→ **What you are asked to do**: Restate the listing below word for word, omitting any images.

→ **Listed entries**:
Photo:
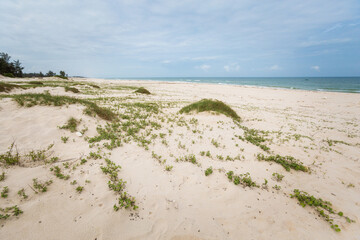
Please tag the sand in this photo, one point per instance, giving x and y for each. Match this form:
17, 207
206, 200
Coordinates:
321, 129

→ **Task response**:
Photo:
Please tag the sand in this photo, one point per instance, giving x and y for each. Match this form:
17, 207
206, 200
Coordinates:
321, 129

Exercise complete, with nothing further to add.